*What you have to do*: Switch every occurrence of "drops one pin" in the rows below to "places a single marker", keeping all other text unchanged.

────

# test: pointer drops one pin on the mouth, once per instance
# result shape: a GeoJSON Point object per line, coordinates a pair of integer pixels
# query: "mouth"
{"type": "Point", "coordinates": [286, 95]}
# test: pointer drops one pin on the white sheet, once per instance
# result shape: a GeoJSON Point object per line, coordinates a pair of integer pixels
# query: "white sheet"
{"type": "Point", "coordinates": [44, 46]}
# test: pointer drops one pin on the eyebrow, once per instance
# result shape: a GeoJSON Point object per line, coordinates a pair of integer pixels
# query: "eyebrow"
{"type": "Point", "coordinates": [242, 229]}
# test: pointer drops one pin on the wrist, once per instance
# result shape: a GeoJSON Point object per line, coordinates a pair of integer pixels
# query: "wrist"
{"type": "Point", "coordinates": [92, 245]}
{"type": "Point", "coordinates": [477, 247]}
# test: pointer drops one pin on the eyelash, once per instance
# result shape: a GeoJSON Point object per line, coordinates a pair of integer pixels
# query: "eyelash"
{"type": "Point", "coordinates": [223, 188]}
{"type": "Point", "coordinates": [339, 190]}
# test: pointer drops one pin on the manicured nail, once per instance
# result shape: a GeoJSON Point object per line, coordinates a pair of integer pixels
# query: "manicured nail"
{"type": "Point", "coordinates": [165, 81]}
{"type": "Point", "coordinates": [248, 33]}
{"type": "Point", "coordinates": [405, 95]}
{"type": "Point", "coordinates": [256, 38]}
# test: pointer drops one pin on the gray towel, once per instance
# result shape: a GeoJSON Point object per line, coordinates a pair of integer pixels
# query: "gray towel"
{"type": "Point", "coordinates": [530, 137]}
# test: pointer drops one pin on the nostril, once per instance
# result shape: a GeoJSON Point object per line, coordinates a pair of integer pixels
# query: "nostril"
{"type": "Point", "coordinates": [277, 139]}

────

*Answer to this task*:
# test: pointer places a single marker on the mouth, once per instance
# result shape: a GeoJSON Point object per line, coordinates a pair of integer pixels
# query: "mouth"
{"type": "Point", "coordinates": [286, 95]}
# test: pointer places a single marker on the white sheet, once per instance
# result shape: a GeoJSON Point object per line, coordinates a pair of integer pixels
# query: "white sheet"
{"type": "Point", "coordinates": [44, 46]}
# test: pointer places a single marker on the eyebrow, once per instance
# result shape: a GeoJSON Point object per line, coordinates a pair of integer pixels
# query: "eyebrow"
{"type": "Point", "coordinates": [242, 229]}
# test: pointer places a single marker on the wrist, once per instance
# result shape: a GeoJSON Point object per line, coordinates a pair of integer pixels
# query: "wrist"
{"type": "Point", "coordinates": [92, 245]}
{"type": "Point", "coordinates": [477, 247]}
# test: pointer places a single marker on the eyelash, once per instance
# result shape: a GeoJSON Point object per line, coordinates a pair of integer pixels
# query: "eyelash"
{"type": "Point", "coordinates": [223, 188]}
{"type": "Point", "coordinates": [339, 190]}
# test: pointer places a single marker on the manicured nail, once per instance
# result shape: a GeoJSON Point object per line, coordinates a pair of integer pixels
# query: "manicured nail"
{"type": "Point", "coordinates": [165, 81]}
{"type": "Point", "coordinates": [248, 33]}
{"type": "Point", "coordinates": [405, 95]}
{"type": "Point", "coordinates": [256, 38]}
# test: pointer places a single marker on the gray towel, once per instance
# result shape: a GeoJSON Point object per line, coordinates a pair of integer pixels
# query: "gray towel"
{"type": "Point", "coordinates": [530, 137]}
# test: pointer places a single marker on the nostril, once per instance
# result shape: a GeoJSON Point object per line, coordinates a pair of integer pixels
# query: "nostril"
{"type": "Point", "coordinates": [277, 139]}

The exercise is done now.